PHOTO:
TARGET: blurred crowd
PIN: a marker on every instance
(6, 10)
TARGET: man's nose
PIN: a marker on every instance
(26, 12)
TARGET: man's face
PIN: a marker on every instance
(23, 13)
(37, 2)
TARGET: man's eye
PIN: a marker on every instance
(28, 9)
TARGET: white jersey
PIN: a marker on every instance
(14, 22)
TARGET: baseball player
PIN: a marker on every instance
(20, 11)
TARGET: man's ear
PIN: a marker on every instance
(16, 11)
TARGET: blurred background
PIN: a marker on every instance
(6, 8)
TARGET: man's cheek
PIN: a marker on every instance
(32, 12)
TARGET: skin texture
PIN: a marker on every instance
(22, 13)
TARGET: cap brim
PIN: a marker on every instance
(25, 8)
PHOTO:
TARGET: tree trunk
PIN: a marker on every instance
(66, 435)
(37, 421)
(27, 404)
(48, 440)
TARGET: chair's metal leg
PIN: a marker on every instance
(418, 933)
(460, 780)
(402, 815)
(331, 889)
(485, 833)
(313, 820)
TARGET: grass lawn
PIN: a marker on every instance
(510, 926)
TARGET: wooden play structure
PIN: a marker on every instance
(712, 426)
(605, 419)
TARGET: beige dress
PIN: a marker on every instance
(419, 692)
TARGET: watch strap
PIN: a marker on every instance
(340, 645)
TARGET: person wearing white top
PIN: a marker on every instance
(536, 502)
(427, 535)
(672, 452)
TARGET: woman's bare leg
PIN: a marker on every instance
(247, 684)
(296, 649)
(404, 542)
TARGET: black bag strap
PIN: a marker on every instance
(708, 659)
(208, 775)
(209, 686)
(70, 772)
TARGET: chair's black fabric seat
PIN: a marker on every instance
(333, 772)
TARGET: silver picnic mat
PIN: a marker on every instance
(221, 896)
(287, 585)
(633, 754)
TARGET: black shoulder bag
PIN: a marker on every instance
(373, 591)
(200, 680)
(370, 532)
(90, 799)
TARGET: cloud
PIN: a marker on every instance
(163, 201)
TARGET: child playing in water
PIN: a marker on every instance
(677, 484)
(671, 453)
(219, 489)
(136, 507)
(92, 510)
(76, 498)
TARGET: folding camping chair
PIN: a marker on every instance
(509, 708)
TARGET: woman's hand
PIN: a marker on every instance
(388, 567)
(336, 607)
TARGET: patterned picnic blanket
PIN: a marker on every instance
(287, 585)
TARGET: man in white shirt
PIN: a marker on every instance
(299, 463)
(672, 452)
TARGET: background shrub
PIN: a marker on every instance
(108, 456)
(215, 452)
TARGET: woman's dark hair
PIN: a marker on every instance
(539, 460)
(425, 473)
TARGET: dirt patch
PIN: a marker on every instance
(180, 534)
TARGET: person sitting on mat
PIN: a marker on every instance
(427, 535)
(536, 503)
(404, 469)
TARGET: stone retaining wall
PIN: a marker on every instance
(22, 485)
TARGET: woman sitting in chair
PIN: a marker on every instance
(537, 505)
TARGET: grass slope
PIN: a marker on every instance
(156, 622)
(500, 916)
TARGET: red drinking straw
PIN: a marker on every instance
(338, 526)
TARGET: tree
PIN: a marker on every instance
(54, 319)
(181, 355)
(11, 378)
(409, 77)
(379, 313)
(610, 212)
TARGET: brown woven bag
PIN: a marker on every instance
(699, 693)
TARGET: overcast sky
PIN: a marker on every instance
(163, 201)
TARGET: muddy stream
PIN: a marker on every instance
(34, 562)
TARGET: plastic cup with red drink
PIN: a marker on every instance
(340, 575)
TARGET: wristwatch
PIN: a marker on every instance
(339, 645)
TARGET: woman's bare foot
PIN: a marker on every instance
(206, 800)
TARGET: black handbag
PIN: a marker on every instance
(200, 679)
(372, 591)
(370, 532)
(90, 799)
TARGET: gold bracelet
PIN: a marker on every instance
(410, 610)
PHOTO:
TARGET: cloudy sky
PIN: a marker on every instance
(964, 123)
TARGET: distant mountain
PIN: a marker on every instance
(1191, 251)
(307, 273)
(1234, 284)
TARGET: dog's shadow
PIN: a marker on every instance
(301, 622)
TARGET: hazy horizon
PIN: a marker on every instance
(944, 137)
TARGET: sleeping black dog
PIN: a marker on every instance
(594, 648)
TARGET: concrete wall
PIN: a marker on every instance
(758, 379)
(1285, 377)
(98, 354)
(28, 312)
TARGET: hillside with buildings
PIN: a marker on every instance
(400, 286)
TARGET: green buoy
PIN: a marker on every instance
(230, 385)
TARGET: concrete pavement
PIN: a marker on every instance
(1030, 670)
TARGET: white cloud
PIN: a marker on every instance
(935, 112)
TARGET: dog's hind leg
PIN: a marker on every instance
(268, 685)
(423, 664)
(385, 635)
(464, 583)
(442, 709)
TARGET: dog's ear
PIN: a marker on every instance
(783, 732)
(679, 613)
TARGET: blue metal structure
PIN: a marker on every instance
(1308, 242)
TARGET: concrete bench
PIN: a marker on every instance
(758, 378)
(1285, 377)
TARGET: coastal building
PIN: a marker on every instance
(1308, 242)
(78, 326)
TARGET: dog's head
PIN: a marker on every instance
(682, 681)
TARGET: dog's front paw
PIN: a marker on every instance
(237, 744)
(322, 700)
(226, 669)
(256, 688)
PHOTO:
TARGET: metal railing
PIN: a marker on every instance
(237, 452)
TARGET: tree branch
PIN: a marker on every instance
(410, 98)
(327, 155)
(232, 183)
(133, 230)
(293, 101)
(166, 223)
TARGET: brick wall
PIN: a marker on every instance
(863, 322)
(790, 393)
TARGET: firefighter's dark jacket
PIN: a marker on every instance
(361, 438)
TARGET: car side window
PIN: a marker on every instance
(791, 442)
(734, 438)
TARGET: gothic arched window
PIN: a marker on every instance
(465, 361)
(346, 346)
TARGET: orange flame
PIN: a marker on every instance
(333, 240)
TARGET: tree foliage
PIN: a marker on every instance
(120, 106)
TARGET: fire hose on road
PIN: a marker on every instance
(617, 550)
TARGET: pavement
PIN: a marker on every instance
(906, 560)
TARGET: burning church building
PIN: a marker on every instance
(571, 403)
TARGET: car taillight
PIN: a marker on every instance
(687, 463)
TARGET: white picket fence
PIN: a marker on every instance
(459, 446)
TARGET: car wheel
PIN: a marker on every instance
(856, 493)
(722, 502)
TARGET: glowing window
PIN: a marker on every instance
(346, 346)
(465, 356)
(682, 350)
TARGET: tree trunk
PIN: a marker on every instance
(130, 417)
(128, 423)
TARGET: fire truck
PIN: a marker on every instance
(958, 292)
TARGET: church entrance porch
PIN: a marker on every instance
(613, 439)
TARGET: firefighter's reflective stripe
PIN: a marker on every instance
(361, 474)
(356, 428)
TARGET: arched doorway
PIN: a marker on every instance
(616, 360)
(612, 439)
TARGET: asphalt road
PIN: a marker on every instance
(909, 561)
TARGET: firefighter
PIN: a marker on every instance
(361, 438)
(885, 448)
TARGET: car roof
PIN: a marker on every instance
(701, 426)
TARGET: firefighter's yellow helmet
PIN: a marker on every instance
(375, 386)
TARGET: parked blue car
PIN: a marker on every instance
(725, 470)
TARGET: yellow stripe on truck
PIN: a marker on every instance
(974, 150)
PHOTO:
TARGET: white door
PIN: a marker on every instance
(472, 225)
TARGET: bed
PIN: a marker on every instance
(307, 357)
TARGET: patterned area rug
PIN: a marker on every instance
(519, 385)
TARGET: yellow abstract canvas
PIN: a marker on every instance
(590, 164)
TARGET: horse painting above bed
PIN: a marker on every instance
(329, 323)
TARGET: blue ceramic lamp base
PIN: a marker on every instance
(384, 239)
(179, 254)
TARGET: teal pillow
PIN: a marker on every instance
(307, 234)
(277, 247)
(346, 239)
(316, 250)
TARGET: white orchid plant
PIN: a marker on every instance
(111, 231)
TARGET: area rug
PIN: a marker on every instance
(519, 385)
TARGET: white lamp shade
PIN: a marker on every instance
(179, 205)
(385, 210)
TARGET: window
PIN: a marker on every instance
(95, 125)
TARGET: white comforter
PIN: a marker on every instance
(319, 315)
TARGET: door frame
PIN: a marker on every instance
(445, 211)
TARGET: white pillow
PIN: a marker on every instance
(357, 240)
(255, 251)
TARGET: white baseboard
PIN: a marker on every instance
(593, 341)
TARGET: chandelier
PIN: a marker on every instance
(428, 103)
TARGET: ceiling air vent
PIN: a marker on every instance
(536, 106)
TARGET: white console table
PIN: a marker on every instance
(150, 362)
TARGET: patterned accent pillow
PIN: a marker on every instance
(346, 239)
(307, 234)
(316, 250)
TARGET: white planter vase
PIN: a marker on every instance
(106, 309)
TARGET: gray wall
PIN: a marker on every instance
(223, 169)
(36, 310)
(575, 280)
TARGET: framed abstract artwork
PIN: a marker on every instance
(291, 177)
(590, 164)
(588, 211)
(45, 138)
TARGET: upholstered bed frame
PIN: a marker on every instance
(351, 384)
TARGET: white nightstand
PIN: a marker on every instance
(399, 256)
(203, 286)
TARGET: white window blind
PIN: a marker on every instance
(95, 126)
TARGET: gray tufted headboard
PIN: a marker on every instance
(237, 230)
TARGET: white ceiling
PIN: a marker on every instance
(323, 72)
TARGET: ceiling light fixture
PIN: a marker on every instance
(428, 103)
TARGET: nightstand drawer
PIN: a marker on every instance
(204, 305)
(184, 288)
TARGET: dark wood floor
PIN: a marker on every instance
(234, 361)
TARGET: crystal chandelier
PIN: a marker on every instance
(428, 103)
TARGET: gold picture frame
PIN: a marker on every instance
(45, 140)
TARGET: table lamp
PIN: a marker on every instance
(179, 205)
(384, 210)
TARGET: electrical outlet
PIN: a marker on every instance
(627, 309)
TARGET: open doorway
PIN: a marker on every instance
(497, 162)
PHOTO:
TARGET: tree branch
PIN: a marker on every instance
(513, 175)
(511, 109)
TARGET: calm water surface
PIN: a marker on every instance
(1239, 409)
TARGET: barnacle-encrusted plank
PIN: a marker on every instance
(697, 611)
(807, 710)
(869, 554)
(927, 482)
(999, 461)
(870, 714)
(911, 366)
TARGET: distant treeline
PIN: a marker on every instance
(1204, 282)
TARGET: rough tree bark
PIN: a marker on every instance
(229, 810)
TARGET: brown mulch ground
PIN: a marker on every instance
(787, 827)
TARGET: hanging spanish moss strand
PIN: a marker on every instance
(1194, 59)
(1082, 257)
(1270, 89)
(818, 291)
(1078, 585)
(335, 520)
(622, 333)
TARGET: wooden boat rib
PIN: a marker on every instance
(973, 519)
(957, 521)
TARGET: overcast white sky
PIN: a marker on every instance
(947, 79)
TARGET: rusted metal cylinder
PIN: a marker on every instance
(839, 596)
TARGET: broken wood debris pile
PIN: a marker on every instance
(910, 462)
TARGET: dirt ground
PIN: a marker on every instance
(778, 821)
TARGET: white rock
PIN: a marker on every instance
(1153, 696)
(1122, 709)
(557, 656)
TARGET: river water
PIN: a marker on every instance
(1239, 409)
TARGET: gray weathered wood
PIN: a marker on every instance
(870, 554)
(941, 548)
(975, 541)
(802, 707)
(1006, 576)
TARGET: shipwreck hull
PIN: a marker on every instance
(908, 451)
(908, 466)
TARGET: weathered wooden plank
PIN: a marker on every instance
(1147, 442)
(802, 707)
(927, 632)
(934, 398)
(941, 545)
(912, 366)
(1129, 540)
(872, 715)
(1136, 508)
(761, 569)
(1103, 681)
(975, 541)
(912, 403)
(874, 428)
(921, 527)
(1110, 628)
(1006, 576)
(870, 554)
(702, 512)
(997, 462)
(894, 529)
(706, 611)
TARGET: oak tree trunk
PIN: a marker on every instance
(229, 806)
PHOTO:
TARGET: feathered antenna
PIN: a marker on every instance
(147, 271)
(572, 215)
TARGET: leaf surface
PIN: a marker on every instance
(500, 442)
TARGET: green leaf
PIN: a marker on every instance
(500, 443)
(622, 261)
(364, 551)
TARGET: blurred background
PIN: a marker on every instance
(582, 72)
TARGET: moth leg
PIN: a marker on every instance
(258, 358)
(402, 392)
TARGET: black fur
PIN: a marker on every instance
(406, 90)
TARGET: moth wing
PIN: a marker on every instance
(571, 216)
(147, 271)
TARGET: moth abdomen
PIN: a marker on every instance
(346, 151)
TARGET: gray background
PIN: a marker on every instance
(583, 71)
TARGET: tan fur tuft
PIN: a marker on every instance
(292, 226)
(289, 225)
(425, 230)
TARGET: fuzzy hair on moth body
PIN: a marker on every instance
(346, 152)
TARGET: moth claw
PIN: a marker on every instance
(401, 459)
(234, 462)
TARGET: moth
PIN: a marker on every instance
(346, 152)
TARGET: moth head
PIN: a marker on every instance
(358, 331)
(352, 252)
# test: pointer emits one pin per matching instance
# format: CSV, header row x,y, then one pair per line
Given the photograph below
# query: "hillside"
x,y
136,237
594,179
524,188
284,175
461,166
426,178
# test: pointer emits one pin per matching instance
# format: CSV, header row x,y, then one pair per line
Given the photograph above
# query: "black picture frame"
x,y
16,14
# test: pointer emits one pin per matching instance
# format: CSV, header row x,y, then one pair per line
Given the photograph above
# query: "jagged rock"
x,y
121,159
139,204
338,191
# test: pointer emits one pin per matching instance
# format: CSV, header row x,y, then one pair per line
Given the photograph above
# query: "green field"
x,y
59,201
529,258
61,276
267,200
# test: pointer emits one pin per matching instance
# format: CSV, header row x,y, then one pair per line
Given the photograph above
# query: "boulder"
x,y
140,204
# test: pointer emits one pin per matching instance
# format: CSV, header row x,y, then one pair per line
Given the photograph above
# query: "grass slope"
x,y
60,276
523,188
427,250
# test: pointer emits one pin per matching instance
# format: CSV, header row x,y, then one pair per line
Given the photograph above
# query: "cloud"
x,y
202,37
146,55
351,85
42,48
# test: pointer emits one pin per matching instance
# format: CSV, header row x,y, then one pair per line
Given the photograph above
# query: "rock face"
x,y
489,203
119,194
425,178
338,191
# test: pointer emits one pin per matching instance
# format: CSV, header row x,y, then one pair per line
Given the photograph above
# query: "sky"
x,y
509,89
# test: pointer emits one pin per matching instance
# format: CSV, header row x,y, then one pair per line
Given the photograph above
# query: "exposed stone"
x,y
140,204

- _Work to do_
Starting at the line that contains "TARGET: fuzzy hair on moth body", copy each line exactly through the end of the listing above. Include that first line and the last one, and add nothing.

- _Written response_
TARGET: fuzzy hair on moth body
PIN: a marker on every instance
(346, 152)
TARGET: moth claw
PIN: a marker on every instance
(401, 459)
(234, 462)
TARGET: moth
PIN: a marker on every instance
(346, 152)
TARGET: moth head
PIN: a marker on every instance
(358, 331)
(352, 252)
# test: pointer emits one pin per matching instance
# format: CSV, header row x,y, then one pair per line
Given the photograph below
# query: "hillside"
x,y
136,237
594,179
524,188
284,175
461,166
426,178
# test: pointer emits one pin per matching instance
# format: CSV, header row x,y, then one pair per line
Given the photograph above
# query: "black picture frame"
x,y
16,14
# test: pointer emits one pin per matching instance
# format: CSV, header row x,y, then one pair per line
Given the photograph above
# query: "jagged rock"
x,y
121,159
139,204
338,191
# test: pointer emits one pin per matching instance
# format: CSV, header row x,y, then one pair per line
Given the photograph above
# query: "green field"
x,y
59,201
529,258
61,276
267,200
# test: pointer emits one pin per matching instance
# format: CSV, header row x,y, then one pair per line
Given the photograph above
# query: "boulder"
x,y
140,204
# test: pointer emits one pin per matching instance
# format: CSV, header row x,y, then one pair per line
Given the photograph above
# query: "grass slope"
x,y
60,276
523,188
427,250
# test: pointer emits one pin per matching instance
# format: CSV, header row x,y, then one pair per line
Given the photograph above
# query: "cloud"
x,y
202,37
146,55
351,85
42,48
# test: pointer emits one pin per matching instance
# format: CSV, header row x,y, then one pair per line
Given the photograph above
# query: "rock face"
x,y
489,203
119,194
425,178
338,191
# test: pointer emits one pin per matching instance
# format: CSV, header row x,y, then one pair per line
Given the photograph above
# query: "sky"
x,y
509,89
# test: pointer emits one pin per matching instance
# format: CSV, header row x,y, then one pair per line
Given the photograph above
# query: "exposed stone"
x,y
140,204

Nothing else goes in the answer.